On March 8, 2018, NVHR participated HHS’s webinar, Hidden Casualties: National Partners’ Response to the Opioid Epidemic and Infectious Diseases. Below is a transcript of NVHR’s portion of the webinar. Slides available here.
The National Viral Hepatitis Roundtable (NVHR) is a national coalition with more than 500 members ranging from volunteer-led grassroots groups to large national advocacy partners. We also build relationships with healthcare providers, state and local health departments, and other government and industry partners to work together to eliminate hepatitis B and C in the U.S.
Our policy priorities include work at state and federal levels to increase access to hepatitis B and C prevention, testing, and treatment. We include a focus on expanding access to hep C treatment in the criminal justice system, which is particularly relevant given the criminalization of drug use. We also advocate for expanded access to syringe and harm reduction services as well as linking people who use drugs to hepatitis screening, hep B vaccination, and treatment and ongoing healthcare.
We advocate for increased funding to CDC’s Division of Viral Hepatitis, which currently receives an inadequate $34 million annually. We recently joined over 90 partner organizations in calling for an additional $100 million dollars in appropriations to allow DVH to better respond to hepatitis B and C. We work to protect Medicaid and the ACA by providing public comment and action alerts to bring attention to the importance of our healthcare safety net for those living with or at risk for hepatitis B and C.
A highlight of NVHR’s policy work has been the Hepatitis C State of Medicaid Access project in partnership with Harvard Law. We provided a comprehensive review of state Medicaid restrictions on access to hep C treatment by looking at policies regarding liver damage, sobriety, and prescriber requirements. You can find more details, including the grades and maps, on our interactive website: www.stateofhepc.org
Despite the important public health potential of a cure for hep C and the opportunity to eliminate this disease, many state Medicaid programs continue to limit access – these limitations run counter to clear guidance from CMS and the treatment guidelines of the leading medical societies. We are pleased to note that at least 16 states have lowered their restrictions in the months since the publication of our report. However, these changes have mostly come in the form of dropping disease severity requirements and many of the restrictions related to sobriety and prescriber limitations have remained in place or improved only modestly.
These restrictions are the types most likely to block progress in addressing the hidden casualties of the opioid epidemic, as they bar access to hep C treatment for individuals who are currently or recently using drugs and those who reside in rural communities with less access to specialty providers. Please contact us at email@example.com to join us in advocacy efforts to improve access to hep C treatment in your state.

======

### Try it
According to the NVHR webinar transcript, how much does the CDC's Division of Viral Hepatitis currently receive each year?

### Raw data
======

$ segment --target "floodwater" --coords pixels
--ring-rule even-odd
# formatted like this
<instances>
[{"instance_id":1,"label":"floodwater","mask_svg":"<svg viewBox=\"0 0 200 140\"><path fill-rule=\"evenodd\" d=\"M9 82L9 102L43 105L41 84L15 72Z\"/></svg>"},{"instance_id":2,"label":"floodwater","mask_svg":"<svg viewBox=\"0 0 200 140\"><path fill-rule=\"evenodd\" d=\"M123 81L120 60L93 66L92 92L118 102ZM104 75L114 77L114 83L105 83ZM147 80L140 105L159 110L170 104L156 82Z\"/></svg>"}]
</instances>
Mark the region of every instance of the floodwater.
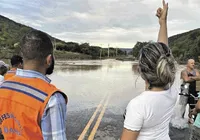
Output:
<instances>
[{"instance_id":1,"label":"floodwater","mask_svg":"<svg viewBox=\"0 0 200 140\"><path fill-rule=\"evenodd\" d=\"M137 62L111 59L58 61L50 78L69 99L68 140L119 139L128 102L145 87ZM178 130L175 134L182 133Z\"/></svg>"}]
</instances>

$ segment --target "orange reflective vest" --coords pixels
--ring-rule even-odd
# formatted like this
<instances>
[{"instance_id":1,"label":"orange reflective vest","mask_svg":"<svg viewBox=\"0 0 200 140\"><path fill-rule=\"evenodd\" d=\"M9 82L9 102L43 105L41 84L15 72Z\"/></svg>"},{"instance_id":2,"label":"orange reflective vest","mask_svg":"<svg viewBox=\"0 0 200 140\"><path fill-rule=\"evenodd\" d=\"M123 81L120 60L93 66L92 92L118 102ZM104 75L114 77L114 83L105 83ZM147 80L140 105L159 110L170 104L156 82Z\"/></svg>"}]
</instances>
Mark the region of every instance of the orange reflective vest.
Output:
<instances>
[{"instance_id":1,"label":"orange reflective vest","mask_svg":"<svg viewBox=\"0 0 200 140\"><path fill-rule=\"evenodd\" d=\"M15 76L16 74L16 68L10 69L5 75L4 75L4 80L8 80L10 77Z\"/></svg>"},{"instance_id":2,"label":"orange reflective vest","mask_svg":"<svg viewBox=\"0 0 200 140\"><path fill-rule=\"evenodd\" d=\"M14 76L0 86L0 128L5 140L42 140L40 121L51 95L60 92L39 78ZM67 96L62 93L67 102Z\"/></svg>"}]
</instances>

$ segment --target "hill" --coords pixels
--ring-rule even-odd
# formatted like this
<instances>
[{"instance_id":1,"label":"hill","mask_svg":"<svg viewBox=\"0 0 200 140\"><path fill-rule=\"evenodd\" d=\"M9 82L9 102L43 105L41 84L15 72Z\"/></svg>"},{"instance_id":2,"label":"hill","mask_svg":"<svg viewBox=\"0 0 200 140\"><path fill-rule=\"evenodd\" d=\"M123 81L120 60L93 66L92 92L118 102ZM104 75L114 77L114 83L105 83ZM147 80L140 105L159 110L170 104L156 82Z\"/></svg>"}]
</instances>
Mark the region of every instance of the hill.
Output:
<instances>
[{"instance_id":1,"label":"hill","mask_svg":"<svg viewBox=\"0 0 200 140\"><path fill-rule=\"evenodd\" d=\"M137 42L133 48L133 55L138 56L139 50L148 42ZM193 58L199 61L200 56L200 29L169 37L169 47L177 61L182 62Z\"/></svg>"},{"instance_id":2,"label":"hill","mask_svg":"<svg viewBox=\"0 0 200 140\"><path fill-rule=\"evenodd\" d=\"M19 53L21 37L31 30L35 29L0 15L0 59L9 59L13 54ZM58 59L98 59L100 54L101 58L108 56L106 48L90 46L89 43L65 42L50 35L49 37ZM110 57L115 57L116 50L111 47L109 53ZM125 52L118 49L117 54L121 56L125 55Z\"/></svg>"}]
</instances>

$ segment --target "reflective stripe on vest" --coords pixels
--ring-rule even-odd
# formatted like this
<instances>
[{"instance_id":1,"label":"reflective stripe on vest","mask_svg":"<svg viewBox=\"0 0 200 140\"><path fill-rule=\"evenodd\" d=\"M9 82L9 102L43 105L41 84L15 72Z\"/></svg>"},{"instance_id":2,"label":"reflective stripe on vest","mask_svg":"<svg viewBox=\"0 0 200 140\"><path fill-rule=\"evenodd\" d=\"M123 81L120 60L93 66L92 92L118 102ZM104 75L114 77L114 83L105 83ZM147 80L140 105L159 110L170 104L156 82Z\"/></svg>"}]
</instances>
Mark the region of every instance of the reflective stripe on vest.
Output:
<instances>
[{"instance_id":1,"label":"reflective stripe on vest","mask_svg":"<svg viewBox=\"0 0 200 140\"><path fill-rule=\"evenodd\" d=\"M9 89L13 91L20 92L22 94L28 95L30 97L35 98L36 100L39 100L41 102L44 102L44 100L47 98L47 94L44 93L43 91L36 89L32 86L18 83L18 82L13 82L13 81L6 81L4 82L0 88L2 89Z\"/></svg>"},{"instance_id":2,"label":"reflective stripe on vest","mask_svg":"<svg viewBox=\"0 0 200 140\"><path fill-rule=\"evenodd\" d=\"M15 70L10 70L7 73L16 73L16 71Z\"/></svg>"}]
</instances>

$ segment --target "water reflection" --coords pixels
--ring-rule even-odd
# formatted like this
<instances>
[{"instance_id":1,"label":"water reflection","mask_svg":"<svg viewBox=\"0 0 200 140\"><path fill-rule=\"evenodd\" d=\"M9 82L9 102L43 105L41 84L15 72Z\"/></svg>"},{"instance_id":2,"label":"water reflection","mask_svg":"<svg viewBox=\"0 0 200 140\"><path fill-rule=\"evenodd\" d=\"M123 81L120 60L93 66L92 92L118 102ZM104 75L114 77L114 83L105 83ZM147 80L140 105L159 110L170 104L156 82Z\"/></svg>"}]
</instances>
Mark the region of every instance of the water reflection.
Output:
<instances>
[{"instance_id":1,"label":"water reflection","mask_svg":"<svg viewBox=\"0 0 200 140\"><path fill-rule=\"evenodd\" d=\"M138 64L133 64L132 65L132 71L133 71L134 74L139 75Z\"/></svg>"},{"instance_id":2,"label":"water reflection","mask_svg":"<svg viewBox=\"0 0 200 140\"><path fill-rule=\"evenodd\" d=\"M64 65L64 66L56 66L55 71L92 71L101 69L102 65Z\"/></svg>"}]
</instances>

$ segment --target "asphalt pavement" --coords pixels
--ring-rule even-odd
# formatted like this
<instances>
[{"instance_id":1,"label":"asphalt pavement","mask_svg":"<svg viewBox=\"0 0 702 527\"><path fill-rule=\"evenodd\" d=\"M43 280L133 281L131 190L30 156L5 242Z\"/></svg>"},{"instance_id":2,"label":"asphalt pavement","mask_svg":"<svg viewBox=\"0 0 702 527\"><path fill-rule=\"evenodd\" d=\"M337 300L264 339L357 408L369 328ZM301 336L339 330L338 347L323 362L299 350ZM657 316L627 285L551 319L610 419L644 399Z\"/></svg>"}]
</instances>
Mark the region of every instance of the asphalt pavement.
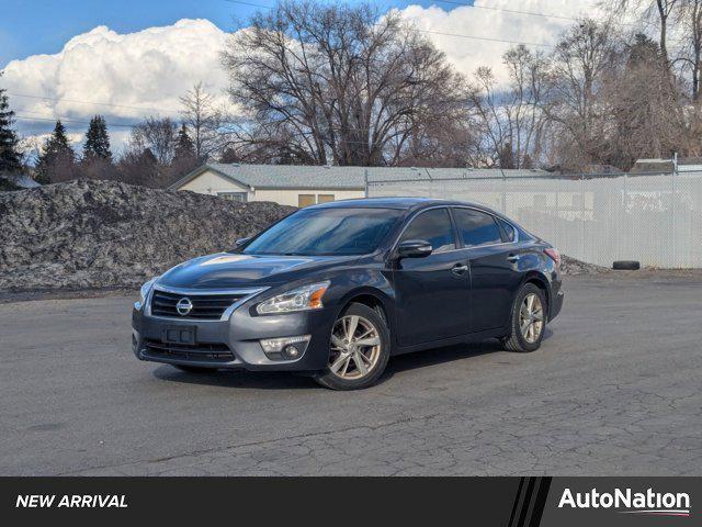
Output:
<instances>
[{"instance_id":1,"label":"asphalt pavement","mask_svg":"<svg viewBox=\"0 0 702 527\"><path fill-rule=\"evenodd\" d=\"M533 354L390 359L331 392L137 361L133 298L0 302L0 475L702 474L702 273L569 278Z\"/></svg>"}]
</instances>

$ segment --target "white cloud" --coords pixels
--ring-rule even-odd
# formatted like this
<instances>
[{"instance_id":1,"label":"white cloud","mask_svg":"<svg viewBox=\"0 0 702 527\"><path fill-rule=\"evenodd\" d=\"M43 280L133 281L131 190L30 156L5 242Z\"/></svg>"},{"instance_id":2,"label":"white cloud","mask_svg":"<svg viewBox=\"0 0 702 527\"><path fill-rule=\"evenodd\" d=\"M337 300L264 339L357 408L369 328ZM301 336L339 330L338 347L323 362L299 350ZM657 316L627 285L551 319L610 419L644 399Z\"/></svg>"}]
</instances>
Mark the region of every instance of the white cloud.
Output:
<instances>
[{"instance_id":1,"label":"white cloud","mask_svg":"<svg viewBox=\"0 0 702 527\"><path fill-rule=\"evenodd\" d=\"M181 20L128 34L98 26L75 36L55 55L9 63L0 82L15 112L29 117L84 121L100 113L110 124L133 123L146 115L178 116L179 97L194 83L203 81L217 94L226 88L219 66L225 40L226 33L206 20ZM20 121L20 125L24 131L53 126L41 121ZM86 127L70 122L67 126L71 131ZM126 130L111 130L116 143L124 139Z\"/></svg>"},{"instance_id":2,"label":"white cloud","mask_svg":"<svg viewBox=\"0 0 702 527\"><path fill-rule=\"evenodd\" d=\"M575 23L574 20L510 13L505 10L577 19L586 14L597 16L597 0L476 0L476 7L458 7L444 11L437 5L410 5L400 13L418 29L427 32L552 45ZM472 74L478 66L486 65L492 67L498 80L505 80L507 72L502 67L501 57L510 44L434 33L427 33L427 36L446 54L460 71ZM550 51L550 47L530 47L545 53Z\"/></svg>"},{"instance_id":3,"label":"white cloud","mask_svg":"<svg viewBox=\"0 0 702 527\"><path fill-rule=\"evenodd\" d=\"M597 0L476 0L475 8L449 10L454 5L410 5L401 13L426 31L553 44L574 21L503 10L577 18L597 13L596 3ZM471 74L480 65L489 65L498 80L505 79L501 55L509 44L427 35L446 53L458 70ZM31 117L63 115L87 121L91 115L101 113L109 124L124 124L149 114L178 116L179 97L195 82L203 81L210 92L220 94L224 100L222 91L227 86L227 78L219 64L219 53L226 38L227 34L207 20L181 20L173 25L129 34L98 26L71 38L60 53L34 55L9 63L0 82L11 93L11 104L16 113ZM12 93L61 101L22 98ZM66 124L72 133L87 127L84 124ZM30 135L46 133L52 127L53 123L47 121L20 122L20 131ZM127 133L126 127L113 126L113 146L118 147Z\"/></svg>"}]
</instances>

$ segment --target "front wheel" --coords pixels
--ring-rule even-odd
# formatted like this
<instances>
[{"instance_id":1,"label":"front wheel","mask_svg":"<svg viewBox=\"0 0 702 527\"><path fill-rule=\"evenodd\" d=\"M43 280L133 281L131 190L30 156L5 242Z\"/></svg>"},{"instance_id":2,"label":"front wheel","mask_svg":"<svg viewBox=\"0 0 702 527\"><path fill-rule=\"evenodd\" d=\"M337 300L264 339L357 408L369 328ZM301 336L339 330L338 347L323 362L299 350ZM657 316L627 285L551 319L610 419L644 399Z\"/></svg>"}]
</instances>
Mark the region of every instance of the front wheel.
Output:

======

### Response to this exercise
$34 million